# Assignment
From the line that contains "Note: for every instance of the shingled" to the final line of the entries, return every line exactly and leave out all others.

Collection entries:
################

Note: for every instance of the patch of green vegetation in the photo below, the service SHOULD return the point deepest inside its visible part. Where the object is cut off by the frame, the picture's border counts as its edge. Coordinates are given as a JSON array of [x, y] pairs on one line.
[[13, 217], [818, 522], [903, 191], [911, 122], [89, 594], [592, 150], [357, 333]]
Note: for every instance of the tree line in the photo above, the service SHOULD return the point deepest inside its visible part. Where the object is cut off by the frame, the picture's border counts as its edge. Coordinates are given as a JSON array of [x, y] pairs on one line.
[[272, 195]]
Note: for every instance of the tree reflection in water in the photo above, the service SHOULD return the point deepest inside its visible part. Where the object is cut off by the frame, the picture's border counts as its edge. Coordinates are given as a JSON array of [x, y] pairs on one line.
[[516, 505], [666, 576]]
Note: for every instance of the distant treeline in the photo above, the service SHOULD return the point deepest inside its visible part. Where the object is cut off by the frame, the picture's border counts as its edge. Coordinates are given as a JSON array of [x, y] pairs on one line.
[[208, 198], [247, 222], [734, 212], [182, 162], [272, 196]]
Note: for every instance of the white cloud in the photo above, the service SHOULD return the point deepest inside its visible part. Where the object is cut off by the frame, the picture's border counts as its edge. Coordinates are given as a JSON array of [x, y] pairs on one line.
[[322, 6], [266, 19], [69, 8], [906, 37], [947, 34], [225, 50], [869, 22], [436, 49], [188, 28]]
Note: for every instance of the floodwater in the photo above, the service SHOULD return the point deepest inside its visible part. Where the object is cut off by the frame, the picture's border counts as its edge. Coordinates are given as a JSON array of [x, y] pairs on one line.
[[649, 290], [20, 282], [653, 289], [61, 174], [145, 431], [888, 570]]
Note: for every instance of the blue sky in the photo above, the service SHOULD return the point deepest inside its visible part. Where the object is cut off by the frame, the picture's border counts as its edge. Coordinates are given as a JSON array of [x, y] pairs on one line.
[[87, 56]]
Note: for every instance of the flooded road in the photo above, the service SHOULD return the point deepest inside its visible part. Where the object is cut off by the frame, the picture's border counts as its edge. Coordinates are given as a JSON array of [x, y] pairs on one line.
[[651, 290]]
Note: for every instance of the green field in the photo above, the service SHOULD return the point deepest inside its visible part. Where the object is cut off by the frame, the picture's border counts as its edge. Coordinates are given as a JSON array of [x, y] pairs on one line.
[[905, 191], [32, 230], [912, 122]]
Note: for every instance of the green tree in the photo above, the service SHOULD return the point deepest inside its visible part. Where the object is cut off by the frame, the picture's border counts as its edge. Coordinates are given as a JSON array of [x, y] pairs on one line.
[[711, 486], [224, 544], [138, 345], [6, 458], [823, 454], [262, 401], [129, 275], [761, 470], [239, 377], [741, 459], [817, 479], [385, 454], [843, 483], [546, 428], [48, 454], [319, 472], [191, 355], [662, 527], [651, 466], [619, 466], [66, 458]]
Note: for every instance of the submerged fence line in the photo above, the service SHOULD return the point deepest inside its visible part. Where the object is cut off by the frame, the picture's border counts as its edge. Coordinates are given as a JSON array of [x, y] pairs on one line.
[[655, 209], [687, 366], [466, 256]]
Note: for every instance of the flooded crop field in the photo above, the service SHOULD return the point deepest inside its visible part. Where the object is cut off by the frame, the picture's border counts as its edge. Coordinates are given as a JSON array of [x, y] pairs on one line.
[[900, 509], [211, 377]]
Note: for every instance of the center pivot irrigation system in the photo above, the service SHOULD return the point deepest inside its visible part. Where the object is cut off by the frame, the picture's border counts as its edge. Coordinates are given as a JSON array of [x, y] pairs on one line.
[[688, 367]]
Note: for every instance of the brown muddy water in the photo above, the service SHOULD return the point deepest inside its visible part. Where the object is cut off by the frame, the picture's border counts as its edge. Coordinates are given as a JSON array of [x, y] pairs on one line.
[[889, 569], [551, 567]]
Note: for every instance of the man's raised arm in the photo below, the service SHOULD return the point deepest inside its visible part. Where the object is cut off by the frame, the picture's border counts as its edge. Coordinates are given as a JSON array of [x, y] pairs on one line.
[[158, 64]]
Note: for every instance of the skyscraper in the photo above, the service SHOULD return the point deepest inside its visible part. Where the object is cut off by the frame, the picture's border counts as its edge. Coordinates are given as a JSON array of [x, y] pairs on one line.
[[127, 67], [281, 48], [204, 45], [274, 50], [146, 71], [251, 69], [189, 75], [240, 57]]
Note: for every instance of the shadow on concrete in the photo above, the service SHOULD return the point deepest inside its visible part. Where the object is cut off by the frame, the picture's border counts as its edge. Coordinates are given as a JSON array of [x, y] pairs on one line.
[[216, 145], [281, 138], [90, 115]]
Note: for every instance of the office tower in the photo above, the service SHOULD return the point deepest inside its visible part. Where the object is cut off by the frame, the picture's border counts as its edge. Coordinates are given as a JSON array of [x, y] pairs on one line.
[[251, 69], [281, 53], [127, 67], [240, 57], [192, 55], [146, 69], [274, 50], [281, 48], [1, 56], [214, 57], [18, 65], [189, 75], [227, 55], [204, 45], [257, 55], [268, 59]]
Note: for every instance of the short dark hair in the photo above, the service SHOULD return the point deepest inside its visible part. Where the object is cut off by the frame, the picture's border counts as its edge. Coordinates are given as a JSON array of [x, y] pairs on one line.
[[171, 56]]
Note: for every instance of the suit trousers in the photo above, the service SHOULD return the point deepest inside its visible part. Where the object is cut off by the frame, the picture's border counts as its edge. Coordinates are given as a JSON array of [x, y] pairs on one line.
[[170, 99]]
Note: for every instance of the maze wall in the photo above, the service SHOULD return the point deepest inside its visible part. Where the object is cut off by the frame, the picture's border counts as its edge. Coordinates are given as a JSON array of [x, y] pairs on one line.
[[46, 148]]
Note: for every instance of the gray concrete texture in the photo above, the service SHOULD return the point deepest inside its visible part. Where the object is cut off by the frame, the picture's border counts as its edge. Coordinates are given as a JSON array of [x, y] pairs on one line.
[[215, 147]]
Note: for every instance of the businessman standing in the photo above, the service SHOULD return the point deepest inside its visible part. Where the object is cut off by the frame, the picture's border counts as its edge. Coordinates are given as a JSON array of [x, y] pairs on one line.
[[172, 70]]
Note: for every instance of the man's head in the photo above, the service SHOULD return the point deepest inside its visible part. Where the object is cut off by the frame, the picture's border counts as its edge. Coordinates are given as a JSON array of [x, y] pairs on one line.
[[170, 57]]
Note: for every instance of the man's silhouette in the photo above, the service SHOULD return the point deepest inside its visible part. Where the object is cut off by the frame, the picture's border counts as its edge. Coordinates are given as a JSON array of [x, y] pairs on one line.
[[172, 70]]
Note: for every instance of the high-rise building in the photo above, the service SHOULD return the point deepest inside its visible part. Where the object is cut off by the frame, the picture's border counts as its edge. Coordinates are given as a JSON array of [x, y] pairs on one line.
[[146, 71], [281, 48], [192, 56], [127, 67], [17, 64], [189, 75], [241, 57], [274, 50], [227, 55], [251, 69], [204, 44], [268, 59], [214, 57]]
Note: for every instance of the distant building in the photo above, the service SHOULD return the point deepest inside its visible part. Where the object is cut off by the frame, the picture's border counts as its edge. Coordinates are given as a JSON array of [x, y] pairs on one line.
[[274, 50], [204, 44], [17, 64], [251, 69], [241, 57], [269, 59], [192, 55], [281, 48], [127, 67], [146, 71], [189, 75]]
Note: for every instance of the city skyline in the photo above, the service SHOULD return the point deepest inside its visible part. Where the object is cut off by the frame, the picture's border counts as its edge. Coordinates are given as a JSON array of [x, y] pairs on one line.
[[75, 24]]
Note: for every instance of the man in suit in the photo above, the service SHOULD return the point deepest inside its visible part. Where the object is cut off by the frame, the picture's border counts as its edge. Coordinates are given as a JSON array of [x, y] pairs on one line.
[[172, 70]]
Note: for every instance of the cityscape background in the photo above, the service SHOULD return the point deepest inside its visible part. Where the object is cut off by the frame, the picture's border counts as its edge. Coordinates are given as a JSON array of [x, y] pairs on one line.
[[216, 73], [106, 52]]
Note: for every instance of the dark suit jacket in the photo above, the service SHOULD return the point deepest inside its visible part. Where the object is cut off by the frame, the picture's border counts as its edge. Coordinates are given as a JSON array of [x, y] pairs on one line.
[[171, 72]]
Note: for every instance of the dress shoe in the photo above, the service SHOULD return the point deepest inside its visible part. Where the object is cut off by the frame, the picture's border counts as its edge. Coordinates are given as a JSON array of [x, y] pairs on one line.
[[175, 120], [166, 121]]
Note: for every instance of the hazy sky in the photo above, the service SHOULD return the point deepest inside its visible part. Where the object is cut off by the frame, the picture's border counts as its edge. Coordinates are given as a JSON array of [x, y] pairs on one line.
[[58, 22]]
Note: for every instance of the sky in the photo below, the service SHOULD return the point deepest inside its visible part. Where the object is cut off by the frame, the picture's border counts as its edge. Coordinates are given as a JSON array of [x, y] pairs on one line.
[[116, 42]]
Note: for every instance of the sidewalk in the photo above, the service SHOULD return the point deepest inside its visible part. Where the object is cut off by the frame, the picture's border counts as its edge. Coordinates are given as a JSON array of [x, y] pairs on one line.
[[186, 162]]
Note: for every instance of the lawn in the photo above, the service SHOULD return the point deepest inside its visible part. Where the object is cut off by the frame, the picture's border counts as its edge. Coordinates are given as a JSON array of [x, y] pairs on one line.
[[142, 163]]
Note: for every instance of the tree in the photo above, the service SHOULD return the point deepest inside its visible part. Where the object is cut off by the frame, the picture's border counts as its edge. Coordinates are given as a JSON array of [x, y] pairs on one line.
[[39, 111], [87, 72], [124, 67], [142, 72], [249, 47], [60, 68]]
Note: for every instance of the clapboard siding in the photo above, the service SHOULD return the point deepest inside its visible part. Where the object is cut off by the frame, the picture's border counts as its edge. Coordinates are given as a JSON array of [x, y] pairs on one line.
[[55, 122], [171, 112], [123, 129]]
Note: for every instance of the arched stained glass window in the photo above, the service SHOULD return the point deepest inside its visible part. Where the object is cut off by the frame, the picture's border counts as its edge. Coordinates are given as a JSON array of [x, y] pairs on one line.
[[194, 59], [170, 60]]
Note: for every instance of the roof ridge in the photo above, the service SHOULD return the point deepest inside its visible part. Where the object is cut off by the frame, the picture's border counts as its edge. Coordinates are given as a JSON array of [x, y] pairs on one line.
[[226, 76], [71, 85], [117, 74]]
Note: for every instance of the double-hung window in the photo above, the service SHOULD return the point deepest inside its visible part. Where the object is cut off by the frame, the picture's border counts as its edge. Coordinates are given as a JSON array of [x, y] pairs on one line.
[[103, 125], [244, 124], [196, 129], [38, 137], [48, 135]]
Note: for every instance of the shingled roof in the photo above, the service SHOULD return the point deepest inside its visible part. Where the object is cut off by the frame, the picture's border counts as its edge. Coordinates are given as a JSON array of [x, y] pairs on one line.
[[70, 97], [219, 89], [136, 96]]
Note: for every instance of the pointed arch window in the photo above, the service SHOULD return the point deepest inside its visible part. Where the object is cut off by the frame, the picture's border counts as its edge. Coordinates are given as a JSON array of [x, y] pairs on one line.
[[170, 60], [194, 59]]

################

# Worked solution
Note: for every instance of the shingled roof in the photo above, the service SHOULD return the point deepest inside its visible part. Where the object is cut off by the frame, the picture's border counts as its edge. Coordinates are given as a JSON array of [x, y] pairs on one line.
[[70, 97], [219, 89], [136, 96]]
Note: for every instance of the pointed arch window in the photo above, the service SHOULD return the point deepest inside its visible part. Where the object is cut off by the frame, the picture's border counts as its edge. Coordinates are given as a JSON array of [x, y] pairs on one line.
[[170, 60], [194, 59]]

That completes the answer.